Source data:
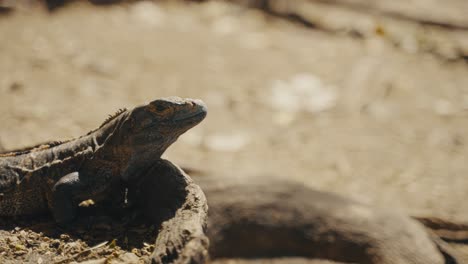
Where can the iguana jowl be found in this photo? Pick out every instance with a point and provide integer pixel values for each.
(58, 175)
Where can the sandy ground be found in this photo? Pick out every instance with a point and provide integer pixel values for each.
(359, 116)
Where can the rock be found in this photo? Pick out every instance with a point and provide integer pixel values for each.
(227, 142)
(302, 92)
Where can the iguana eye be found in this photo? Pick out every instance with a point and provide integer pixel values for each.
(160, 108)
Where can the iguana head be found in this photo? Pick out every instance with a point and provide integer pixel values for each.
(146, 131)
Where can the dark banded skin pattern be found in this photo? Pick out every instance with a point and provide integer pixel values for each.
(57, 176)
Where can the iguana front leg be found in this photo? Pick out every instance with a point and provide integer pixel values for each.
(63, 201)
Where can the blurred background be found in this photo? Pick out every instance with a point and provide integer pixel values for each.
(368, 99)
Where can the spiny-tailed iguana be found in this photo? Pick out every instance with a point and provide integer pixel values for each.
(59, 175)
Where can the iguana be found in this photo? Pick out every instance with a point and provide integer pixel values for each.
(57, 176)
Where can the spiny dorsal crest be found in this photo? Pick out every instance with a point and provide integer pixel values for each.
(52, 144)
(112, 117)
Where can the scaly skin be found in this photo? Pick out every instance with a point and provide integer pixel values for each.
(59, 175)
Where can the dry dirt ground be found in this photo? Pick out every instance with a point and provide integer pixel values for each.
(370, 106)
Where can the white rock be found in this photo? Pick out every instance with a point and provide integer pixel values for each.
(444, 107)
(147, 13)
(303, 92)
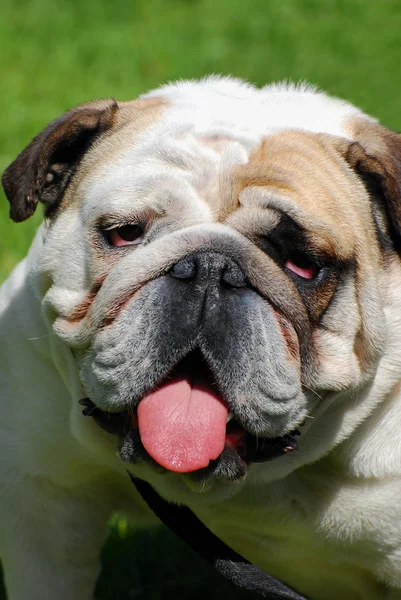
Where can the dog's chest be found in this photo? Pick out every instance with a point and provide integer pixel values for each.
(302, 526)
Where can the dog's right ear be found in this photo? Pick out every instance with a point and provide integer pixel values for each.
(44, 168)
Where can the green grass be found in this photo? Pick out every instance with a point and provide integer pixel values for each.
(57, 53)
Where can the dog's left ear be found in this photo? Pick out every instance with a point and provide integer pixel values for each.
(44, 168)
(375, 156)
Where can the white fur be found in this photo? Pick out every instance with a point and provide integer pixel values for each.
(331, 527)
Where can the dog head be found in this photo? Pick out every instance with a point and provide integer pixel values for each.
(214, 253)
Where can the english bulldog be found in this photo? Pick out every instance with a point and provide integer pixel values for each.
(217, 281)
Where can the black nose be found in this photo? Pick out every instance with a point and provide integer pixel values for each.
(210, 267)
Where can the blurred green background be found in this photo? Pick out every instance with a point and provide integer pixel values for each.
(58, 53)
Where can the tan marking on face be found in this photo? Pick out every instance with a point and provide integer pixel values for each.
(304, 174)
(132, 118)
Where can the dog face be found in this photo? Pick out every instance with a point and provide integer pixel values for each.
(208, 259)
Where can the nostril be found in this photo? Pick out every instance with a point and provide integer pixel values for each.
(232, 276)
(184, 269)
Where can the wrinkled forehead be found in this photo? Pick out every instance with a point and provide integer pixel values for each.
(164, 158)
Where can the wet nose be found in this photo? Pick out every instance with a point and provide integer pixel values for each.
(210, 267)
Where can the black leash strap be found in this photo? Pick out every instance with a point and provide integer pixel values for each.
(184, 523)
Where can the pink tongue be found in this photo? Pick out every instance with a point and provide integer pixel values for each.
(182, 425)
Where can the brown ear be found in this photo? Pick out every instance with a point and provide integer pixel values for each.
(44, 168)
(376, 156)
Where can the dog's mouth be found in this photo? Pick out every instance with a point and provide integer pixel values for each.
(185, 426)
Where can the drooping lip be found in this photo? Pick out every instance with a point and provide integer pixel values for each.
(241, 446)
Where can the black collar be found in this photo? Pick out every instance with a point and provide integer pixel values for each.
(184, 523)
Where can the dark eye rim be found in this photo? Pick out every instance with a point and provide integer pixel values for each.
(108, 232)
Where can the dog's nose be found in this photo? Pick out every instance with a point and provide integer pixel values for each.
(210, 267)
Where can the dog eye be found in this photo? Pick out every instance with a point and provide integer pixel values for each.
(127, 235)
(302, 266)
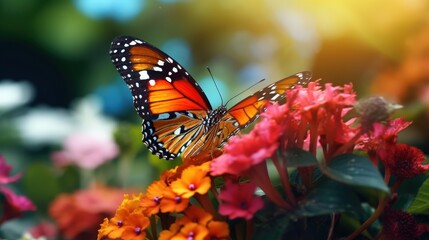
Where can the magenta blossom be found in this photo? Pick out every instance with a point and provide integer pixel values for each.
(13, 205)
(86, 151)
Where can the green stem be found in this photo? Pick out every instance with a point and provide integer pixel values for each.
(380, 208)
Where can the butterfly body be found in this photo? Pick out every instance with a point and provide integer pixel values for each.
(177, 115)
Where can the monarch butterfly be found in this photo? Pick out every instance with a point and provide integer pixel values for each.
(177, 116)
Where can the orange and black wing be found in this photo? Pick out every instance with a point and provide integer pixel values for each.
(247, 110)
(169, 100)
(157, 82)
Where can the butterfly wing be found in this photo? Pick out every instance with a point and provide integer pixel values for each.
(247, 110)
(241, 115)
(169, 100)
(157, 82)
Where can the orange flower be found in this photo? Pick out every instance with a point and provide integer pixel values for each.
(135, 226)
(173, 202)
(153, 196)
(68, 210)
(197, 215)
(116, 226)
(218, 230)
(170, 233)
(193, 180)
(192, 231)
(170, 175)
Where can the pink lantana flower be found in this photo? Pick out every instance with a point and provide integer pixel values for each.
(86, 151)
(380, 143)
(242, 153)
(239, 201)
(14, 205)
(407, 161)
(401, 225)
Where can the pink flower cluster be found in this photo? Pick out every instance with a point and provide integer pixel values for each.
(314, 119)
(14, 205)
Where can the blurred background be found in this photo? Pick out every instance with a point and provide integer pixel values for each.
(67, 122)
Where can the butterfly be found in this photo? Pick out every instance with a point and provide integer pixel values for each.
(177, 115)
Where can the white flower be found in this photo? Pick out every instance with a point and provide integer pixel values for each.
(14, 94)
(44, 125)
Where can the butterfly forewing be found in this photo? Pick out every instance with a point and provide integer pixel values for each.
(177, 116)
(157, 82)
(247, 110)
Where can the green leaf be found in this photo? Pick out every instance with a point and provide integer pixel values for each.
(420, 205)
(328, 197)
(40, 183)
(272, 229)
(355, 170)
(299, 158)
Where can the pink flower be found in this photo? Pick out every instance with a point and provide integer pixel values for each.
(14, 205)
(407, 161)
(86, 151)
(242, 154)
(239, 201)
(381, 141)
(5, 171)
(401, 225)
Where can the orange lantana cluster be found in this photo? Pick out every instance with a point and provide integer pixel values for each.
(166, 206)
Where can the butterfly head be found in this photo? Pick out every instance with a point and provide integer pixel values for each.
(213, 117)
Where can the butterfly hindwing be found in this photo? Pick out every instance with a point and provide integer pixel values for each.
(177, 115)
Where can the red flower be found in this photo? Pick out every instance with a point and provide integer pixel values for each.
(14, 205)
(78, 215)
(400, 225)
(242, 153)
(407, 161)
(239, 201)
(43, 230)
(380, 142)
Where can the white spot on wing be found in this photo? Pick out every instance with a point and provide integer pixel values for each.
(177, 131)
(144, 75)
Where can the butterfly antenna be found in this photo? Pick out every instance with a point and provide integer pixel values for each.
(210, 72)
(245, 90)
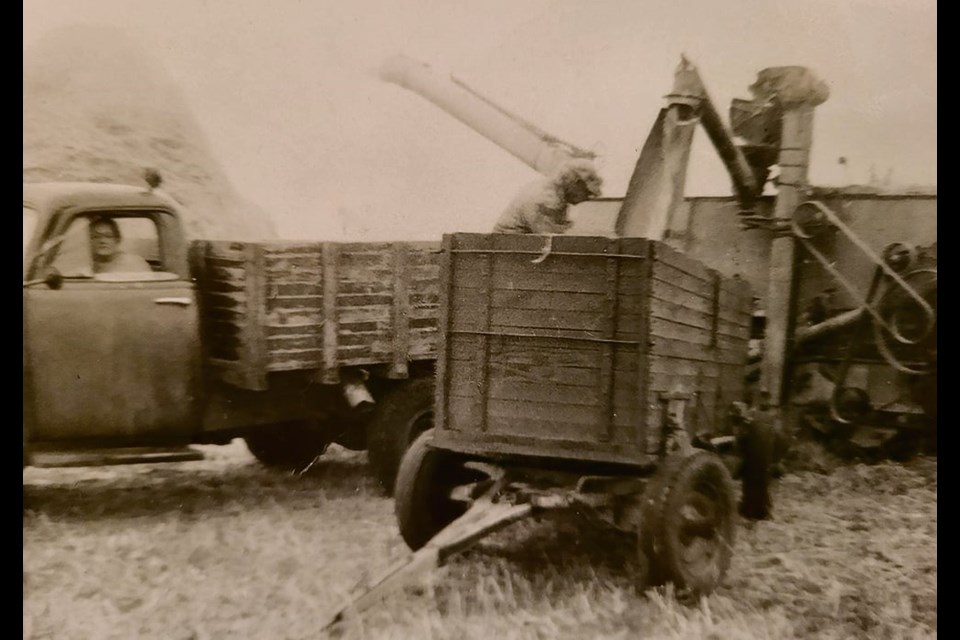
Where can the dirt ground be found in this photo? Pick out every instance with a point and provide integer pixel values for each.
(225, 549)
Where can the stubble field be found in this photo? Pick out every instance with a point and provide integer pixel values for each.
(225, 549)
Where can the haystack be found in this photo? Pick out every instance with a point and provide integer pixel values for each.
(97, 108)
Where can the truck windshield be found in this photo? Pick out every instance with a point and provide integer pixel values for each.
(29, 224)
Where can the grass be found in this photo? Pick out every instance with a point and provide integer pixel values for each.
(225, 549)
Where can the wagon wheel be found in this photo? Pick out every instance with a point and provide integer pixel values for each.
(691, 523)
(422, 500)
(289, 446)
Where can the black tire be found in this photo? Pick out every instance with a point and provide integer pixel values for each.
(757, 447)
(288, 446)
(695, 527)
(422, 500)
(402, 414)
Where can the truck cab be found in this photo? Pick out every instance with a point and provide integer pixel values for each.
(110, 358)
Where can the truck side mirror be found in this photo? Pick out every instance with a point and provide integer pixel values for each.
(51, 277)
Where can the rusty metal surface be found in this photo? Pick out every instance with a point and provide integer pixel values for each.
(106, 360)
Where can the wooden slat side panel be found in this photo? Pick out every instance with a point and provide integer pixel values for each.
(223, 300)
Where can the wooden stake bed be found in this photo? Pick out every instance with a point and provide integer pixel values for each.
(565, 347)
(285, 306)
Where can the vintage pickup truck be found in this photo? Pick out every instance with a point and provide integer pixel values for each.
(289, 345)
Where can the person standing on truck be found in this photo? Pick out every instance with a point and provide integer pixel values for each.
(105, 249)
(541, 207)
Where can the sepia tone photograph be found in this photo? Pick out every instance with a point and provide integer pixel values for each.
(471, 319)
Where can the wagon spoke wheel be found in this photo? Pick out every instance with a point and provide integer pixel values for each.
(694, 530)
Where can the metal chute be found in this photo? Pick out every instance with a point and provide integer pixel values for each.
(539, 150)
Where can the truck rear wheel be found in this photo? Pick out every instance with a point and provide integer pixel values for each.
(288, 446)
(401, 415)
(422, 499)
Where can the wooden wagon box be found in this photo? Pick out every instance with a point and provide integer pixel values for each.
(567, 347)
(284, 306)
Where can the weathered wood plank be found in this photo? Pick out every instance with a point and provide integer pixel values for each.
(668, 273)
(684, 350)
(682, 262)
(254, 348)
(227, 274)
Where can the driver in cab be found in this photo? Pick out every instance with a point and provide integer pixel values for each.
(105, 249)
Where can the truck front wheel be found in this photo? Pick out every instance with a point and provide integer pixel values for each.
(288, 446)
(402, 414)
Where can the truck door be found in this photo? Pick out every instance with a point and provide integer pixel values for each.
(114, 354)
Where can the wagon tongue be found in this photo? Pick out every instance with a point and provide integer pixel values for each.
(484, 517)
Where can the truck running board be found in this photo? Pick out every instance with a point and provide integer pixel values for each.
(106, 457)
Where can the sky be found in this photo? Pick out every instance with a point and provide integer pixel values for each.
(287, 95)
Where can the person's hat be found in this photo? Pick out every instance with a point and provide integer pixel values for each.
(582, 170)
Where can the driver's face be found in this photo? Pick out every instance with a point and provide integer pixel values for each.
(578, 192)
(103, 241)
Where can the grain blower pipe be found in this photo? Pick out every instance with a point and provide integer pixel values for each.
(689, 89)
(537, 149)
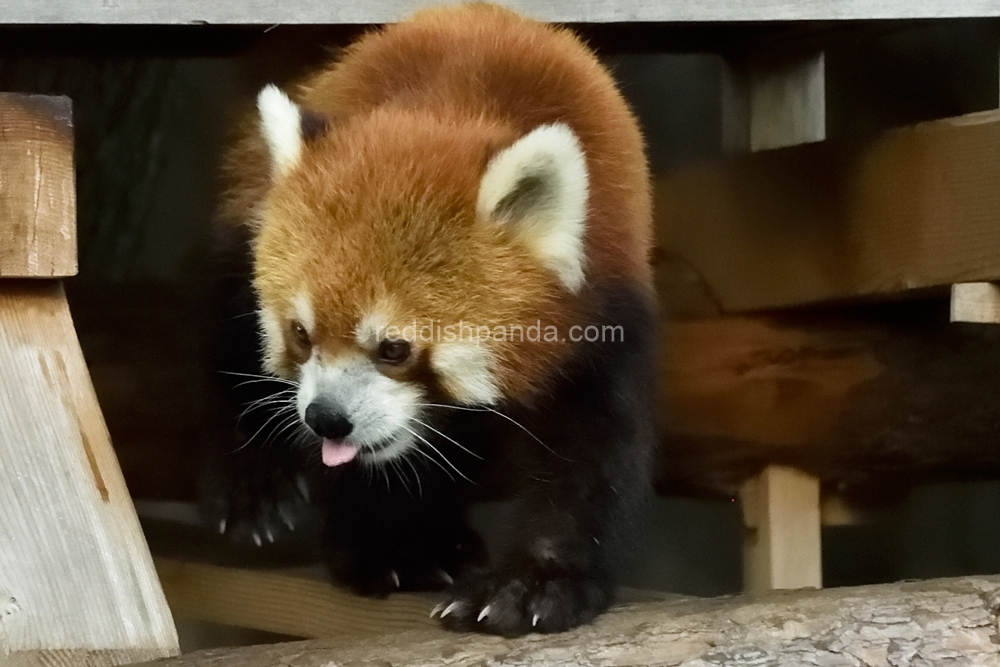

(Task goal) Pull out every line of the source data that contains the string "wooden", matching case exactly.

(Task answer)
Where can the wooden slat side panel be found in this photo? Pick out every instance with a point and provide integer pixel values for each.
Where can the wooden stake bed be found in this photo? Pick out every instance with a point and provide integer pixel values for each.
Where can the wooden wagon box be found in this photo? Pick out every instance with a point and provide integer pixel values for each.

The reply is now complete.